**Records of labeled points**
************
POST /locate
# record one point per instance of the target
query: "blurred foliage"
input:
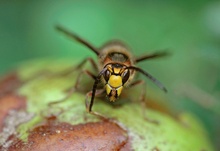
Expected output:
************
**What is required**
Each line of the material must be retyped exactly, except that images are omitted.

**Solution for this problem**
POST /locate
# record one point per instance of the target
query: "blurred foliage"
input:
Expected output:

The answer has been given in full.